WORK REQUEST: Could you reproduce the listing below word for word, from the line with "negative clicks: (246, 14)" through the end of the listing? Leave the pictures out of your answer.

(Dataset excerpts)
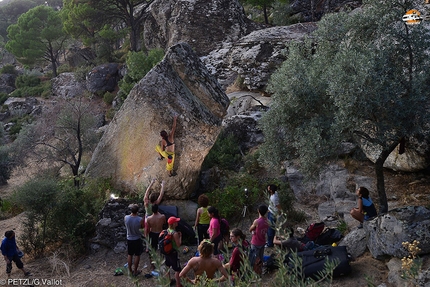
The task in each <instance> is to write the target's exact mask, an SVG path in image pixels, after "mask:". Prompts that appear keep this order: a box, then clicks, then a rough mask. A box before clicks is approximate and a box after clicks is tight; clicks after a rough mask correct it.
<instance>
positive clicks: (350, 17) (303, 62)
mask: <svg viewBox="0 0 430 287" xmlns="http://www.w3.org/2000/svg"><path fill="white" fill-rule="evenodd" d="M363 2H364V3H363V8H362V10H361V11H359V12H354V13H337V14H331V15H327V16H325V17H324V18H323V19H322V20H321V22H320V23H319V24H318V30H317V31H316V32H315V33H314V34H313V35H312V38H311V39H309V40H307V41H305V42H304V43H301V44H300V43H296V44H294V45H292V46H291V47H290V48H289V53H288V59H287V60H286V61H285V62H284V63H283V65H282V67H281V68H280V69H279V70H277V71H276V72H275V73H274V74H273V76H272V77H271V80H270V84H269V90H270V91H271V92H272V93H273V104H272V106H271V109H270V110H269V111H268V112H267V113H266V114H265V116H264V117H263V119H262V124H261V125H262V129H263V132H264V134H265V138H266V141H265V143H264V145H263V147H262V149H261V152H262V155H263V158H264V159H265V161H266V162H279V160H285V159H293V158H294V159H298V160H299V162H300V163H301V166H302V169H303V171H304V172H307V173H309V174H311V173H312V172H315V171H316V170H318V169H319V168H320V167H321V166H322V165H323V164H324V163H327V162H328V160H329V159H333V158H335V156H336V155H337V154H338V151H339V149H340V146H341V144H342V143H343V142H345V141H350V140H356V141H357V142H359V143H360V144H361V145H369V146H372V147H373V148H374V149H375V150H376V151H377V152H378V157H377V159H376V162H375V172H376V181H377V191H378V195H379V209H380V212H381V213H385V212H387V211H388V204H387V196H386V192H385V185H384V170H383V165H384V162H385V160H386V159H387V157H388V156H389V154H390V153H391V152H392V151H393V150H394V149H395V148H396V146H397V145H398V144H399V142H400V141H401V140H402V139H404V138H408V137H411V136H414V135H417V134H421V135H422V134H423V133H424V134H425V133H427V131H428V129H429V127H428V126H426V125H428V123H429V121H428V120H429V119H428V117H429V113H428V108H429V102H428V100H429V99H428V95H429V94H428V91H429V89H430V78H429V74H428V72H427V71H429V69H430V58H429V57H428V53H429V52H430V51H429V47H430V45H429V44H430V33H429V31H428V28H427V26H425V25H423V24H420V25H414V26H408V25H406V24H405V23H404V22H403V21H402V15H403V14H405V12H406V11H407V10H408V9H411V8H413V7H416V6H415V5H418V4H417V3H418V2H414V1H411V0H395V1H380V0H367V1H363Z"/></svg>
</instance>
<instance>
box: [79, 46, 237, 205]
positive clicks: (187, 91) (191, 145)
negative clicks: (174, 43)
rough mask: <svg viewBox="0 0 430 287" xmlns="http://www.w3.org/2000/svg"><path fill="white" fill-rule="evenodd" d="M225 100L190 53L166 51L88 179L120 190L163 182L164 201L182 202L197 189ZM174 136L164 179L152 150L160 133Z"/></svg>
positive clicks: (215, 136) (224, 107) (223, 97)
mask: <svg viewBox="0 0 430 287" xmlns="http://www.w3.org/2000/svg"><path fill="white" fill-rule="evenodd" d="M228 104H229V100H228V98H227V96H226V94H225V93H224V91H223V90H222V89H221V87H220V86H219V84H218V83H217V81H216V80H215V78H214V77H212V76H211V75H210V74H209V72H208V71H207V69H206V68H205V66H204V65H203V63H202V62H201V61H200V60H199V58H198V57H197V55H196V54H195V53H194V52H193V51H192V48H191V47H190V46H189V45H188V44H185V43H181V44H177V45H175V46H173V47H171V48H170V49H169V50H168V51H167V53H166V56H165V58H164V59H163V61H161V62H160V63H159V64H158V65H157V66H155V67H154V68H153V69H152V70H151V71H150V72H149V73H148V74H147V75H146V76H145V77H144V78H143V79H142V80H141V81H140V82H139V83H138V84H136V85H135V86H134V88H133V89H132V91H131V92H130V94H129V95H128V97H127V99H126V100H125V102H124V104H123V105H122V106H121V109H120V110H119V111H118V112H117V113H116V115H115V117H114V119H113V120H112V122H111V123H110V124H109V126H108V127H107V129H106V132H105V134H104V135H103V137H102V139H101V141H100V143H99V145H98V146H97V148H96V150H95V152H94V154H93V157H92V159H91V162H90V164H89V165H88V167H87V175H89V176H91V177H112V178H113V179H114V180H115V182H116V184H117V185H118V186H120V187H122V188H124V189H127V190H128V191H130V190H134V191H136V190H138V189H139V188H140V189H145V188H146V186H147V185H148V184H149V182H150V180H151V179H152V178H158V179H159V180H162V179H165V180H166V187H165V190H166V195H165V197H166V199H167V198H175V199H185V198H187V197H188V196H189V195H190V194H191V193H192V192H193V191H194V190H195V188H196V182H197V178H198V175H199V172H200V167H201V164H202V162H203V160H204V158H205V156H206V155H207V153H208V152H209V150H210V148H211V147H212V145H213V144H214V143H215V140H216V138H217V136H218V134H219V132H220V129H221V122H222V118H223V117H224V115H225V113H226V110H227V107H228ZM175 115H179V117H178V121H177V128H176V133H175V146H176V147H175V149H176V158H175V170H176V171H177V173H178V175H177V176H175V177H168V175H167V172H166V171H165V164H166V162H165V161H161V162H160V161H158V160H157V156H158V155H157V153H156V152H155V149H154V148H155V145H156V144H158V143H159V141H160V139H161V138H160V136H159V133H160V131H161V130H167V131H168V130H170V128H171V125H172V120H173V117H174V116H175Z"/></svg>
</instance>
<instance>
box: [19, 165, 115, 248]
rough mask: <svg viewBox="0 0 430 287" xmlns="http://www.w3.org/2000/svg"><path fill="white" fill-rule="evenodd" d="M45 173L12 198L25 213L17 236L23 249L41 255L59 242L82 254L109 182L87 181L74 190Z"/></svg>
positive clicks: (105, 196)
mask: <svg viewBox="0 0 430 287" xmlns="http://www.w3.org/2000/svg"><path fill="white" fill-rule="evenodd" d="M46 174H47V173H46V172H45V174H44V176H40V177H36V178H33V179H31V180H30V181H28V182H26V183H25V184H24V185H23V186H21V187H20V188H18V190H17V191H16V192H15V193H14V195H13V197H12V200H13V202H14V203H15V204H17V205H19V206H21V207H22V208H23V209H24V210H25V211H26V216H25V219H24V222H23V225H24V233H23V234H22V235H21V237H20V238H21V241H22V245H23V247H24V250H25V251H26V252H27V253H29V254H34V255H36V256H41V255H43V252H44V251H45V249H46V248H47V247H49V246H51V245H53V244H55V245H57V244H59V243H61V244H68V245H70V246H71V247H72V248H73V250H74V251H75V252H83V251H85V248H86V242H87V241H88V238H90V237H91V236H93V234H94V231H95V224H96V222H97V218H98V217H97V216H98V212H99V211H100V210H101V208H102V207H103V204H104V202H105V200H106V199H107V194H108V193H109V191H110V188H111V187H110V183H109V181H106V180H91V181H88V183H87V185H86V186H85V187H84V188H76V187H75V186H74V184H73V182H67V181H60V180H59V179H58V178H56V177H53V176H49V175H46ZM48 174H49V173H48Z"/></svg>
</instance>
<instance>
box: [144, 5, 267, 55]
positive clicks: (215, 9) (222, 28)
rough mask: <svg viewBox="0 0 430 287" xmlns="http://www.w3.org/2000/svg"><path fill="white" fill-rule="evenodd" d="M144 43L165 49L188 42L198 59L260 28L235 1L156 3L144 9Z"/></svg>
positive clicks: (259, 25) (257, 24)
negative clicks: (246, 14)
mask: <svg viewBox="0 0 430 287" xmlns="http://www.w3.org/2000/svg"><path fill="white" fill-rule="evenodd" d="M147 15H148V16H147V17H146V18H145V21H144V23H143V25H142V26H143V27H144V31H143V38H144V39H143V40H144V41H143V42H144V43H145V46H146V47H147V48H149V49H153V48H162V49H164V50H166V49H167V48H169V47H170V46H173V45H175V44H177V43H180V42H185V43H188V44H189V45H190V46H191V47H192V48H193V50H194V51H195V52H196V53H197V55H199V56H203V55H207V54H208V53H209V52H210V51H212V50H214V49H215V48H218V47H219V46H220V45H221V43H222V42H234V41H236V40H238V39H239V38H241V37H243V36H244V35H246V34H248V33H250V32H251V31H254V30H256V29H261V28H263V26H262V25H261V24H257V23H254V22H252V21H251V20H249V19H248V18H247V17H246V15H245V13H244V10H243V7H242V5H241V4H240V3H239V1H238V0H193V1H189V0H167V1H166V0H155V1H153V3H152V4H151V5H150V6H149V7H148V9H147Z"/></svg>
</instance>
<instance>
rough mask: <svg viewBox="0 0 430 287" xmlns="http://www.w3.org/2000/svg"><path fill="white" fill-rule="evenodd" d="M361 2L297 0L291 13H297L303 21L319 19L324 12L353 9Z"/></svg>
mask: <svg viewBox="0 0 430 287" xmlns="http://www.w3.org/2000/svg"><path fill="white" fill-rule="evenodd" d="M361 4H362V1H361V0H356V1H354V0H320V1H309V0H295V1H293V2H292V3H291V5H290V9H291V12H290V14H292V15H296V16H297V18H298V20H300V21H301V22H303V21H305V22H308V21H318V20H320V19H321V17H322V16H323V15H324V14H327V13H332V12H337V11H347V10H352V9H354V8H357V7H360V6H361Z"/></svg>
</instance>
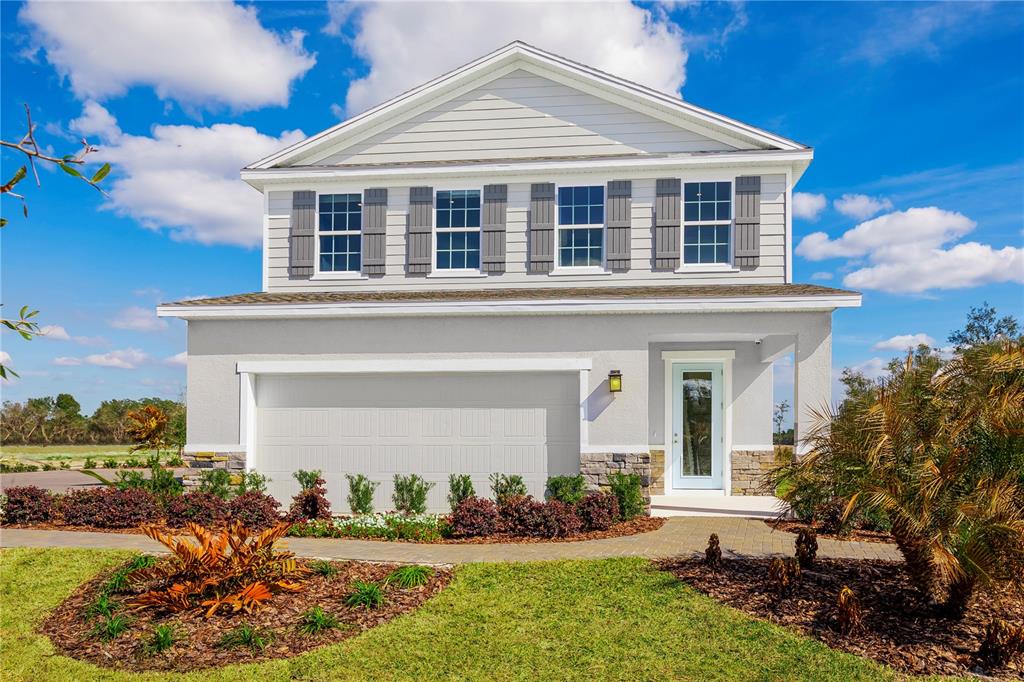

RESULT:
negative clicks: (246, 14)
mask: <svg viewBox="0 0 430 287" xmlns="http://www.w3.org/2000/svg"><path fill="white" fill-rule="evenodd" d="M147 15H148V16H147V17H146V18H145V21H144V23H143V25H142V26H143V27H144V31H143V38H144V39H143V40H144V41H143V42H144V43H145V46H146V47H147V48H149V49H153V48H162V49H164V50H166V49H167V48H169V47H170V46H173V45H175V44H177V43H180V42H185V43H188V44H189V45H190V46H191V47H192V48H193V50H194V51H195V52H196V53H197V55H199V56H203V55H207V54H208V53H209V52H210V51H212V50H214V49H215V48H218V47H219V46H220V45H221V43H222V42H234V41H236V40H238V39H239V38H241V37H243V36H244V35H246V34H248V33H250V32H251V31H254V30H256V29H261V28H263V26H262V25H261V24H257V23H254V22H252V21H251V20H249V19H248V18H247V17H246V15H245V13H244V10H243V7H242V5H241V4H240V3H239V1H238V0H193V1H189V0H167V1H166V0H155V1H153V3H152V4H151V5H150V6H149V7H148V9H147Z"/></svg>
</instance>
<instance>
rough mask: <svg viewBox="0 0 430 287" xmlns="http://www.w3.org/2000/svg"><path fill="white" fill-rule="evenodd" d="M361 2L297 0L291 13H297L303 21L319 19L324 12L353 9Z"/></svg>
mask: <svg viewBox="0 0 430 287" xmlns="http://www.w3.org/2000/svg"><path fill="white" fill-rule="evenodd" d="M361 4H362V1H361V0H356V1H354V0H320V1H309V0H295V1H293V2H292V3H291V5H290V9H291V12H290V14H292V15H296V16H297V18H298V20H300V21H301V22H303V21H305V22H308V21H318V20H320V19H321V17H322V16H323V15H324V14H327V13H332V12H337V11H347V10H352V9H354V8H357V7H360V6H361Z"/></svg>
</instance>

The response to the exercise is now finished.